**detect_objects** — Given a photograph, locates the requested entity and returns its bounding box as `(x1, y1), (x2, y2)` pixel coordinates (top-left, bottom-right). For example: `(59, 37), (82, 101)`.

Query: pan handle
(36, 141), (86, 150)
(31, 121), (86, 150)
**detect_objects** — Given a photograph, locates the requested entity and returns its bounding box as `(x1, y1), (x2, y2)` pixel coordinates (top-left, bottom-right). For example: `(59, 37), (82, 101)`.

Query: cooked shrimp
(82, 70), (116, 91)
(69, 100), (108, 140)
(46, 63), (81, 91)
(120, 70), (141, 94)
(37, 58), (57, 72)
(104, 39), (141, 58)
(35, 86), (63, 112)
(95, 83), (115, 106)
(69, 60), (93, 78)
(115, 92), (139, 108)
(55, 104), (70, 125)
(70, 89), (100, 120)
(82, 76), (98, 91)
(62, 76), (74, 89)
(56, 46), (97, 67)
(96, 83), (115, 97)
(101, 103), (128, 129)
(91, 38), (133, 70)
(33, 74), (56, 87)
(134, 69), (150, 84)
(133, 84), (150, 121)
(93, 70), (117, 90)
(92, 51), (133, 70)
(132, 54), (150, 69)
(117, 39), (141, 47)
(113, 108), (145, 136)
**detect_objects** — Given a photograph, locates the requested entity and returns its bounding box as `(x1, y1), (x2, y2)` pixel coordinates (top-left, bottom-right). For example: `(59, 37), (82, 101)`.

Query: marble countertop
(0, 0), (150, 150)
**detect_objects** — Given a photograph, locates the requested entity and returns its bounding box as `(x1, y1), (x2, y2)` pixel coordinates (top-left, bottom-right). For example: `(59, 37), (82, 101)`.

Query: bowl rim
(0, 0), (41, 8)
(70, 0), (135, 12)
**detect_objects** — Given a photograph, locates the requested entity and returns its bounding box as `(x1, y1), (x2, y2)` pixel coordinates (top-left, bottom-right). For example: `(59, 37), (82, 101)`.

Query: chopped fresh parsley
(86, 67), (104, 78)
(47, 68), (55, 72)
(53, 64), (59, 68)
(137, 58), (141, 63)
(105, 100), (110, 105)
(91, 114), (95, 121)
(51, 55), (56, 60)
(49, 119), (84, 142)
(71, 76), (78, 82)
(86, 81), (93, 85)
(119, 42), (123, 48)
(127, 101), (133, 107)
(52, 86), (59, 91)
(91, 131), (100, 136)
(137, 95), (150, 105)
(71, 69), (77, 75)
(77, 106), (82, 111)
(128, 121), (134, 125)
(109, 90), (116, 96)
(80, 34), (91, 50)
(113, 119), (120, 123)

*REQUIRED WORK*
Quote the rows word for word from the very first line up to and including the line that contains "(31, 121), (86, 150)".

*ANSWER IN FULL*
**detect_objects** — Given a photograph, locates the requested entity and returns its bounding box as `(x1, y1), (x2, y2)` pixel coordinates (top-left, bottom-right). For example: `(59, 37), (82, 101)`.

Query: pan handle
(36, 141), (86, 150)
(31, 121), (86, 150)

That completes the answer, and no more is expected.